### Materials provided

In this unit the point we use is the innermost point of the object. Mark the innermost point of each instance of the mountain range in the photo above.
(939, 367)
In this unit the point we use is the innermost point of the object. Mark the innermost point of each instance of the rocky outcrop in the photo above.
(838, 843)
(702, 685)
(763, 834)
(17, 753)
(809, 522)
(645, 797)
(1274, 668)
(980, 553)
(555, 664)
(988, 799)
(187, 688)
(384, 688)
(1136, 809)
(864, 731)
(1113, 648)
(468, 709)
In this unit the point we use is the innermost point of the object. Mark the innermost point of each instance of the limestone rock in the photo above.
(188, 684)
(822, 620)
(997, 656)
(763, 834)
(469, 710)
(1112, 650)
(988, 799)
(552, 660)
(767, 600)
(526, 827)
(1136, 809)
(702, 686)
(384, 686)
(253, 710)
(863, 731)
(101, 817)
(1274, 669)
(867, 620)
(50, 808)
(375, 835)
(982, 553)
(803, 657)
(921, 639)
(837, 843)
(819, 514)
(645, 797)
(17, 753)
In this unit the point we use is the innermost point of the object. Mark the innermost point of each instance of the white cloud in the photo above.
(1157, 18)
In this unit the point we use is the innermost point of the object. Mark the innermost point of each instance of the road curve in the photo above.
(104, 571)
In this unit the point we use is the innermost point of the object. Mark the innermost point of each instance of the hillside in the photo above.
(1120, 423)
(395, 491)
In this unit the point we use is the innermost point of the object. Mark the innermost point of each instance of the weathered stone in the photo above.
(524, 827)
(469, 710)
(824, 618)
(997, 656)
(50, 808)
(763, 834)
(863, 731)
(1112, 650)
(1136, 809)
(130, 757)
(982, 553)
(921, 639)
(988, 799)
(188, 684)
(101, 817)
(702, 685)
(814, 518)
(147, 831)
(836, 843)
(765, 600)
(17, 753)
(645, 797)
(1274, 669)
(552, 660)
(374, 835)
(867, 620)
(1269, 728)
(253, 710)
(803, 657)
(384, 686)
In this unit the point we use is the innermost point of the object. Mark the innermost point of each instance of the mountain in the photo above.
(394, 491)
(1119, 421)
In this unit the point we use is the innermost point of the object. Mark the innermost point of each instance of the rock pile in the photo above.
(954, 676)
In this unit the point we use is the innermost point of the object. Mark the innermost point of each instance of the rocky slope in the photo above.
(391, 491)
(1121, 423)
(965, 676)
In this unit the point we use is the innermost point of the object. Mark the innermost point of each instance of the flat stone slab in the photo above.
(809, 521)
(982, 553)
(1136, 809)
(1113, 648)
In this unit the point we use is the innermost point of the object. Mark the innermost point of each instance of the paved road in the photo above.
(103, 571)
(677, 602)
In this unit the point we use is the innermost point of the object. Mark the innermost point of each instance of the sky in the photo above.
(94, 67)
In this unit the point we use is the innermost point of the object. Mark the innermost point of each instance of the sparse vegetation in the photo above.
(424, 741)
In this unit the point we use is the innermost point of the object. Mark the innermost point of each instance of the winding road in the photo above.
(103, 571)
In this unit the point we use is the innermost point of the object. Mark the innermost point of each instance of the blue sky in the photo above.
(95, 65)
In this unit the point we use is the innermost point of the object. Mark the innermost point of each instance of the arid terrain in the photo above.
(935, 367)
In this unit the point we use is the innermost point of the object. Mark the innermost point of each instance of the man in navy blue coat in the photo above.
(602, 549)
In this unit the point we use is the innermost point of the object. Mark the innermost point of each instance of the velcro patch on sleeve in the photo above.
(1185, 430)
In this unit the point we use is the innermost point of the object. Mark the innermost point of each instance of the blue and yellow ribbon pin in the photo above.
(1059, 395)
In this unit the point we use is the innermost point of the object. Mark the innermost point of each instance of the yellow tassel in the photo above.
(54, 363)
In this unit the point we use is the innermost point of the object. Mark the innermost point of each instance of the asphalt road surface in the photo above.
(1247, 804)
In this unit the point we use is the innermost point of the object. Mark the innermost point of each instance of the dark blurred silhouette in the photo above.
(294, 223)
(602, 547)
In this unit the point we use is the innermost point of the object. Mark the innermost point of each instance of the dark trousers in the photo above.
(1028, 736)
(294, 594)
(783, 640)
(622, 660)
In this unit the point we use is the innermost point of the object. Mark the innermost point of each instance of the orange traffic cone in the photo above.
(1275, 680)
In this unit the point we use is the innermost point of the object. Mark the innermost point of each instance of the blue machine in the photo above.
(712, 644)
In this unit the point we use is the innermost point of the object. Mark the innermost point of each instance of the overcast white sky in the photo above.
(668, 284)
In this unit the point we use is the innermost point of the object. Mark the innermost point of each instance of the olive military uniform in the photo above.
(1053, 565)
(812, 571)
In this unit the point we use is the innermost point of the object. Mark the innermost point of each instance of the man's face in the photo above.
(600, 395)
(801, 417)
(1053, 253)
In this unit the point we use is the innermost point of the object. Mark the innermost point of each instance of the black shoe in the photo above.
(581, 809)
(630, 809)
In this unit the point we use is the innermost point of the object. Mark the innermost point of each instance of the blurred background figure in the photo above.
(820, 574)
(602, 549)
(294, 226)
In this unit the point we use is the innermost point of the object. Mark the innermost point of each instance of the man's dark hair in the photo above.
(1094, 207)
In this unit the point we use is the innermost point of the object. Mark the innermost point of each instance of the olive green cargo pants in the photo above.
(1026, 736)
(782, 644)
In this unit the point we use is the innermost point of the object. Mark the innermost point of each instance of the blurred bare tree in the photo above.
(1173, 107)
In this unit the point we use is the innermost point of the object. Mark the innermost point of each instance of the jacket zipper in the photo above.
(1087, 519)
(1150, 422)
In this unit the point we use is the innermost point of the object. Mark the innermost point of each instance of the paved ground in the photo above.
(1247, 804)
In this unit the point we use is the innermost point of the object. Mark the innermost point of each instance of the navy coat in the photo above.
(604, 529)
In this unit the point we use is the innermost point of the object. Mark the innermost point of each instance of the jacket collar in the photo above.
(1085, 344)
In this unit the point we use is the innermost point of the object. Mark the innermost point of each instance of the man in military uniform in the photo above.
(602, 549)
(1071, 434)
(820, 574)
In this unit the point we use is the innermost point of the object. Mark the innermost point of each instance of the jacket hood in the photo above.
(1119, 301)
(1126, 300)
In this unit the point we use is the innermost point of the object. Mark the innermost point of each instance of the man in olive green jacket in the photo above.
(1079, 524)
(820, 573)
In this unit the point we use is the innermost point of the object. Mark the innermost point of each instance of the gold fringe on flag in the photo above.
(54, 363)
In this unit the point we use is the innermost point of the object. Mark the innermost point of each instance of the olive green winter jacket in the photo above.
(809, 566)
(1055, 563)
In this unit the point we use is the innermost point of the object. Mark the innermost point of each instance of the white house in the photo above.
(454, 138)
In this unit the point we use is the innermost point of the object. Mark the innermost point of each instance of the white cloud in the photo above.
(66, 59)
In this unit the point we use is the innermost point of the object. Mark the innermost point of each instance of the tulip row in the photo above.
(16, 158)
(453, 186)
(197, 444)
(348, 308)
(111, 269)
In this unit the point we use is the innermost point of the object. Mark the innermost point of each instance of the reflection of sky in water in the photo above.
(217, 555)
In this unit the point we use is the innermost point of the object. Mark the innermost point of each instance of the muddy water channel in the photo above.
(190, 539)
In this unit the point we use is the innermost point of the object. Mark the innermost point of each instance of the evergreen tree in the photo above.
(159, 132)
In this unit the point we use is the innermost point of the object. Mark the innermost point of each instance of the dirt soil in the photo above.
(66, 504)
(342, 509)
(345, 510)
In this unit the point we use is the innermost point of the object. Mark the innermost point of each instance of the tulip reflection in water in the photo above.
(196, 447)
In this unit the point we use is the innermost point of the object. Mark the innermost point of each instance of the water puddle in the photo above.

### What is needed
Begin at the line of the records that has "collar in the photo above." and stop after the line that has "(1055, 563)". Write out every line in that span, including the text lines, and shift each point by adding 48 to both of its coordinates.

### The solution
In this unit the point we use is the innermost point of the object. Mark the innermost point of each instance of the jacket collar in the photo above.
(1133, 392)
In this unit the point we use is the innermost point of the object. Mark the innermost point of each instance of the man in military uniform in the photo above.
(650, 597)
(1119, 482)
(868, 622)
In this unit the point we use is the innermost point of the object. Mark the innermost point of each instance of the jacket hood in the photo above.
(1167, 349)
(1174, 348)
In this unit the point we use is the innermost point of the object. Mark the innermost point of each instance of the man in olive green jacket in the photo above.
(1127, 572)
(868, 621)
In this unit the point we use is the innermost point of the object. Mark the innermost point of each instance of the gold fringe on flag in the photo above.
(102, 411)
In this unit the point we use is the innermost point of the object. Mark the innermost point of each instance of the olive green winter jacket in the photo above.
(857, 614)
(1103, 611)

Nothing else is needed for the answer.